* Instructions for the task
Please read the review of The Best American Essays 2016 below: who guest edited that year's book?

* Document segment
The Best American Essays 2016

This year's The Best American Essays was an eclectic and interesting collection. Again they feature personal reminisces over almost everything else, but once I've understood that's what they think essays are, I've accepted it. There's even an essay about salamanders ("Big Night" by Jill Sisson Quinn) that manages to tie into her life.

This year's book was guest edited by Jonathan Franzen, most notably known as the author of doorstop novels, but I found his selection pretty good. Of course, I have no idea what he passed over, but I was engaged by almost every essay. Many concerned disease or death, always pleasant topics. Consider the opening line of "Family Tradition," by Lisa Nikolidakis: "On my twenty-seventh birthday, in a two-bedroom bungalow in New Jersey, my father murdered his live-in girlfriend, her fifteen-year-old daughter, then shot himself. I never sensed the shots." Now that's a grabber.

* Exercise data
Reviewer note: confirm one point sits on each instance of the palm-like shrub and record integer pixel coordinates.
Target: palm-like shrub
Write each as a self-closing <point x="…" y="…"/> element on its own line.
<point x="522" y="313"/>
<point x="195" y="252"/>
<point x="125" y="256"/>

* Solution below
Jonathan Franzen